#### OBJECTIVE
In the items below, change each "marker" to "point" and leave everything else untouched.

** Start RECORDS TO PROCESS **

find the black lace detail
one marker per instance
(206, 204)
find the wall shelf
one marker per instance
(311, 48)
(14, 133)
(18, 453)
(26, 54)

** End RECORDS TO PROCESS **

#### RESPONSE TO THE TASK
find the black lace detail
one point per instance
(206, 204)
find the wall shelf
one point per instance
(311, 48)
(14, 133)
(18, 453)
(26, 54)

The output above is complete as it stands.